Raw data>
***
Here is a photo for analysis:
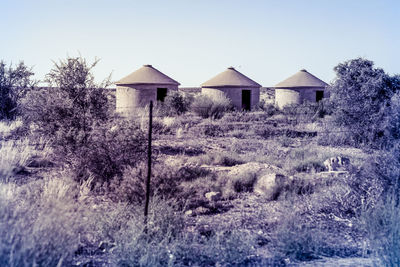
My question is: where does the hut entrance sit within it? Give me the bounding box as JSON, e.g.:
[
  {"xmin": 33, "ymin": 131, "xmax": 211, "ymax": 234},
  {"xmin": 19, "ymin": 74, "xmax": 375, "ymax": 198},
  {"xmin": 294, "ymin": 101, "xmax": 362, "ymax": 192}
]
[
  {"xmin": 315, "ymin": 91, "xmax": 324, "ymax": 102},
  {"xmin": 242, "ymin": 90, "xmax": 251, "ymax": 110},
  {"xmin": 157, "ymin": 88, "xmax": 167, "ymax": 102}
]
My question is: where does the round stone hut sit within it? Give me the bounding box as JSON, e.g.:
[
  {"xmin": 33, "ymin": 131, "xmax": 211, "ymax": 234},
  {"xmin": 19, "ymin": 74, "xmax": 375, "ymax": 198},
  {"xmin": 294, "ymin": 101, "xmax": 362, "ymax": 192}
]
[
  {"xmin": 115, "ymin": 65, "xmax": 180, "ymax": 115},
  {"xmin": 201, "ymin": 67, "xmax": 261, "ymax": 110},
  {"xmin": 274, "ymin": 69, "xmax": 328, "ymax": 108}
]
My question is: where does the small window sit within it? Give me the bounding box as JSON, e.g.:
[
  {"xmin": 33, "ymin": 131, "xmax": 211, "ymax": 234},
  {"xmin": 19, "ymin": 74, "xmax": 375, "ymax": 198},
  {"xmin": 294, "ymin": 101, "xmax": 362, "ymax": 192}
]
[
  {"xmin": 242, "ymin": 90, "xmax": 251, "ymax": 110},
  {"xmin": 157, "ymin": 88, "xmax": 168, "ymax": 102},
  {"xmin": 315, "ymin": 91, "xmax": 324, "ymax": 102}
]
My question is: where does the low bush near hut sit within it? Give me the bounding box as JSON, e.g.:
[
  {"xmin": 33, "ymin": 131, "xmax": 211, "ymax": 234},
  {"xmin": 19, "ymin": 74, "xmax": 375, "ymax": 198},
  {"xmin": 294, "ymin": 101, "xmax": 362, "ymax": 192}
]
[{"xmin": 69, "ymin": 119, "xmax": 146, "ymax": 184}]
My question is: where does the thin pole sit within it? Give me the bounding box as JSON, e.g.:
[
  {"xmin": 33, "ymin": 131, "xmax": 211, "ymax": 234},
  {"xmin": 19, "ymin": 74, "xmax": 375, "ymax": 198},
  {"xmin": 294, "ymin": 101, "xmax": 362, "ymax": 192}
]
[{"xmin": 144, "ymin": 101, "xmax": 153, "ymax": 224}]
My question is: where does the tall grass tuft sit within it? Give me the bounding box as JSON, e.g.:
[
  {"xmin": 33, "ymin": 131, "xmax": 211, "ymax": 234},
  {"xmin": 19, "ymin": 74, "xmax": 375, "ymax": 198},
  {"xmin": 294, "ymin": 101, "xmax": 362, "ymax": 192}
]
[{"xmin": 0, "ymin": 139, "xmax": 36, "ymax": 182}]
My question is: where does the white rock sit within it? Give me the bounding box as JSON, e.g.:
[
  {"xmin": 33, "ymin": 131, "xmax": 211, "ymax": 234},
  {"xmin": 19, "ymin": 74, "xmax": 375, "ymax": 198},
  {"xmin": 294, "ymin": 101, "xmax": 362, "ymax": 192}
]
[
  {"xmin": 254, "ymin": 173, "xmax": 286, "ymax": 200},
  {"xmin": 205, "ymin": 191, "xmax": 221, "ymax": 201}
]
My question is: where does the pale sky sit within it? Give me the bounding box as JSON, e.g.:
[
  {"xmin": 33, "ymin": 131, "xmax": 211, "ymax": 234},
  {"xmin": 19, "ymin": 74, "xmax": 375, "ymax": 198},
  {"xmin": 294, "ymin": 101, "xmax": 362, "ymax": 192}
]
[{"xmin": 0, "ymin": 0, "xmax": 400, "ymax": 86}]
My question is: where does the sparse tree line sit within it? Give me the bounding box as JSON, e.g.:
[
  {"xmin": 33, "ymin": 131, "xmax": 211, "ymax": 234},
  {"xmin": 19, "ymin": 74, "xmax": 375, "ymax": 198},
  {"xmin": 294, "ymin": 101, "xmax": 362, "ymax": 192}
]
[{"xmin": 0, "ymin": 57, "xmax": 400, "ymax": 266}]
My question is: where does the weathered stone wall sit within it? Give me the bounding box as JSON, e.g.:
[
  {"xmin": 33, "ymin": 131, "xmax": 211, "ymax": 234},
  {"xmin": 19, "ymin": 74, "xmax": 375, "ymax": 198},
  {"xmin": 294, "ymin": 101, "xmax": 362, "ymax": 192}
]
[
  {"xmin": 201, "ymin": 87, "xmax": 260, "ymax": 110},
  {"xmin": 275, "ymin": 87, "xmax": 328, "ymax": 108},
  {"xmin": 115, "ymin": 85, "xmax": 178, "ymax": 116}
]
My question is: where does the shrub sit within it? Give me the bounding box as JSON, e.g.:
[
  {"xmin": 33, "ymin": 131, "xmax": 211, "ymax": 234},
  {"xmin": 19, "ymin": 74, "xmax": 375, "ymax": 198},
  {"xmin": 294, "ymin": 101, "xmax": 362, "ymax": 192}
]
[
  {"xmin": 23, "ymin": 58, "xmax": 110, "ymax": 150},
  {"xmin": 271, "ymin": 215, "xmax": 333, "ymax": 261},
  {"xmin": 70, "ymin": 119, "xmax": 146, "ymax": 184},
  {"xmin": 191, "ymin": 95, "xmax": 231, "ymax": 119},
  {"xmin": 0, "ymin": 61, "xmax": 36, "ymax": 120},
  {"xmin": 330, "ymin": 58, "xmax": 400, "ymax": 148}
]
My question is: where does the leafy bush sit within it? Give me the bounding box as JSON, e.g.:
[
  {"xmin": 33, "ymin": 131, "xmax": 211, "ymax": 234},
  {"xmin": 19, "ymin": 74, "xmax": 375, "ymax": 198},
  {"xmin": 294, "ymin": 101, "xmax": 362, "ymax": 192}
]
[
  {"xmin": 71, "ymin": 119, "xmax": 147, "ymax": 184},
  {"xmin": 191, "ymin": 95, "xmax": 231, "ymax": 119},
  {"xmin": 23, "ymin": 58, "xmax": 110, "ymax": 150},
  {"xmin": 0, "ymin": 61, "xmax": 36, "ymax": 120},
  {"xmin": 330, "ymin": 58, "xmax": 400, "ymax": 148}
]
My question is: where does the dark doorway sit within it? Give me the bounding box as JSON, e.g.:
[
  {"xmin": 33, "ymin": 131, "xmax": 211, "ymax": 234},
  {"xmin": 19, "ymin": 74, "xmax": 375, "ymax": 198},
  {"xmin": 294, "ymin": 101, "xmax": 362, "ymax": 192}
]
[
  {"xmin": 242, "ymin": 90, "xmax": 251, "ymax": 110},
  {"xmin": 157, "ymin": 88, "xmax": 168, "ymax": 102},
  {"xmin": 315, "ymin": 91, "xmax": 324, "ymax": 102}
]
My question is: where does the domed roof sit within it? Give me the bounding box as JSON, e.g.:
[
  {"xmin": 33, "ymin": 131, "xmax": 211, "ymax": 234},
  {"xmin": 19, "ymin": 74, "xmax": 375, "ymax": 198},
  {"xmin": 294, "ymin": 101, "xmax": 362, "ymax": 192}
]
[
  {"xmin": 115, "ymin": 65, "xmax": 180, "ymax": 85},
  {"xmin": 274, "ymin": 69, "xmax": 328, "ymax": 88},
  {"xmin": 201, "ymin": 67, "xmax": 261, "ymax": 87}
]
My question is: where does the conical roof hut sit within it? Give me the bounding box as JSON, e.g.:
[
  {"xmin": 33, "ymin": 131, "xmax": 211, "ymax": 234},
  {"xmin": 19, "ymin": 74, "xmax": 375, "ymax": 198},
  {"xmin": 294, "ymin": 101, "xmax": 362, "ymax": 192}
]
[
  {"xmin": 275, "ymin": 69, "xmax": 328, "ymax": 88},
  {"xmin": 274, "ymin": 69, "xmax": 328, "ymax": 108},
  {"xmin": 115, "ymin": 65, "xmax": 180, "ymax": 86},
  {"xmin": 201, "ymin": 67, "xmax": 261, "ymax": 110},
  {"xmin": 201, "ymin": 67, "xmax": 261, "ymax": 88},
  {"xmin": 115, "ymin": 65, "xmax": 180, "ymax": 117}
]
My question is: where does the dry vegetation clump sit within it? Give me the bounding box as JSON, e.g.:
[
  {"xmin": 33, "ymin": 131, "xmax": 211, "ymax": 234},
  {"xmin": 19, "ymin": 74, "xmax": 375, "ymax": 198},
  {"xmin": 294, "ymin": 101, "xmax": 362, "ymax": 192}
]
[
  {"xmin": 0, "ymin": 139, "xmax": 44, "ymax": 183},
  {"xmin": 190, "ymin": 152, "xmax": 244, "ymax": 167}
]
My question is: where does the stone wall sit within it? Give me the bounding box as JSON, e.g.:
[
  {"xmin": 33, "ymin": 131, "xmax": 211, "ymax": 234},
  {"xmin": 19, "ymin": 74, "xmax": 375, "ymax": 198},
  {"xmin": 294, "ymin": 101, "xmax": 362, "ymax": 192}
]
[
  {"xmin": 201, "ymin": 87, "xmax": 260, "ymax": 110},
  {"xmin": 115, "ymin": 85, "xmax": 178, "ymax": 116}
]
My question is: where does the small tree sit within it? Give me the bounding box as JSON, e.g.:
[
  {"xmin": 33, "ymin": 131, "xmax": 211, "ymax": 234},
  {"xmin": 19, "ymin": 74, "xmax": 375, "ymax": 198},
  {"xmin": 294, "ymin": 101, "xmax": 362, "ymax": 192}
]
[
  {"xmin": 24, "ymin": 57, "xmax": 146, "ymax": 184},
  {"xmin": 330, "ymin": 58, "xmax": 400, "ymax": 147},
  {"xmin": 24, "ymin": 57, "xmax": 110, "ymax": 150},
  {"xmin": 0, "ymin": 61, "xmax": 36, "ymax": 119}
]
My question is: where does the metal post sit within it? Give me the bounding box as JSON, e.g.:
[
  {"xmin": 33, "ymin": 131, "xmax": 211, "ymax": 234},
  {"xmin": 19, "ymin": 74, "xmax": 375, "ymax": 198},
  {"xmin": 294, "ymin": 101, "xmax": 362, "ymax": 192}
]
[{"xmin": 144, "ymin": 101, "xmax": 153, "ymax": 224}]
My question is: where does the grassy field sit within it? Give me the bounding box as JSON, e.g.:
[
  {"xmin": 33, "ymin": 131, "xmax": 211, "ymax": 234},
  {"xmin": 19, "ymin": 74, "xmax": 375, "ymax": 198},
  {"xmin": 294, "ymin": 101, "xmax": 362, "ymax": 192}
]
[{"xmin": 0, "ymin": 108, "xmax": 399, "ymax": 266}]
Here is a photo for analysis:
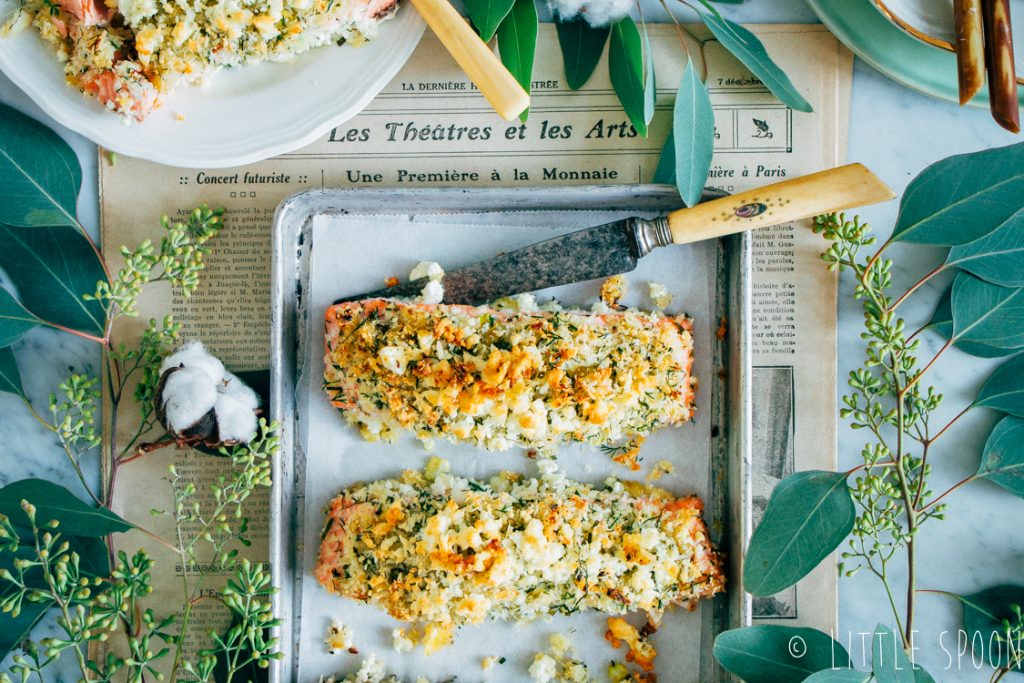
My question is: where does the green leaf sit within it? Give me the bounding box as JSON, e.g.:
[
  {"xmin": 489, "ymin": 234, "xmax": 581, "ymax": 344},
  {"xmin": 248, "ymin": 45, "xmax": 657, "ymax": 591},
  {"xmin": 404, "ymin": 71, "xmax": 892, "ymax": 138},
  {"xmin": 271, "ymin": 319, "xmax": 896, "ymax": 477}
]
[
  {"xmin": 743, "ymin": 470, "xmax": 856, "ymax": 595},
  {"xmin": 946, "ymin": 209, "xmax": 1024, "ymax": 287},
  {"xmin": 0, "ymin": 479, "xmax": 134, "ymax": 537},
  {"xmin": 608, "ymin": 16, "xmax": 647, "ymax": 137},
  {"xmin": 0, "ymin": 346, "xmax": 25, "ymax": 398},
  {"xmin": 463, "ymin": 0, "xmax": 515, "ymax": 42},
  {"xmin": 949, "ymin": 272, "xmax": 1024, "ymax": 350},
  {"xmin": 651, "ymin": 130, "xmax": 676, "ymax": 185},
  {"xmin": 713, "ymin": 626, "xmax": 850, "ymax": 683},
  {"xmin": 973, "ymin": 355, "xmax": 1024, "ymax": 418},
  {"xmin": 956, "ymin": 585, "xmax": 1024, "ymax": 669},
  {"xmin": 697, "ymin": 6, "xmax": 814, "ymax": 112},
  {"xmin": 804, "ymin": 669, "xmax": 871, "ymax": 683},
  {"xmin": 913, "ymin": 665, "xmax": 935, "ymax": 683},
  {"xmin": 555, "ymin": 16, "xmax": 611, "ymax": 90},
  {"xmin": 892, "ymin": 142, "xmax": 1024, "ymax": 246},
  {"xmin": 871, "ymin": 624, "xmax": 914, "ymax": 683},
  {"xmin": 0, "ymin": 104, "xmax": 82, "ymax": 227},
  {"xmin": 977, "ymin": 416, "xmax": 1024, "ymax": 498},
  {"xmin": 672, "ymin": 61, "xmax": 715, "ymax": 206},
  {"xmin": 926, "ymin": 286, "xmax": 1014, "ymax": 358},
  {"xmin": 0, "ymin": 288, "xmax": 42, "ymax": 348},
  {"xmin": 498, "ymin": 0, "xmax": 537, "ymax": 121},
  {"xmin": 0, "ymin": 225, "xmax": 106, "ymax": 335}
]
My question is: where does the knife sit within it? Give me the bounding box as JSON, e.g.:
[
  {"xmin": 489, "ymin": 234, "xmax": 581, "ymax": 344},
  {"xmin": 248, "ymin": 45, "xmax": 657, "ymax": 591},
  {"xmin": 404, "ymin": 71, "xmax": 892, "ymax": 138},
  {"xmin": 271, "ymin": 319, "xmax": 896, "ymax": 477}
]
***
Problem description>
Collect every line above that contains the word "bush".

The answer>
My question is: where does the low bush near hut sit within it? Give me the bounding box as JSON, e.g.:
My question is: where does the leafy bush sit within it? Give me the bounding box as JSON, e.g.:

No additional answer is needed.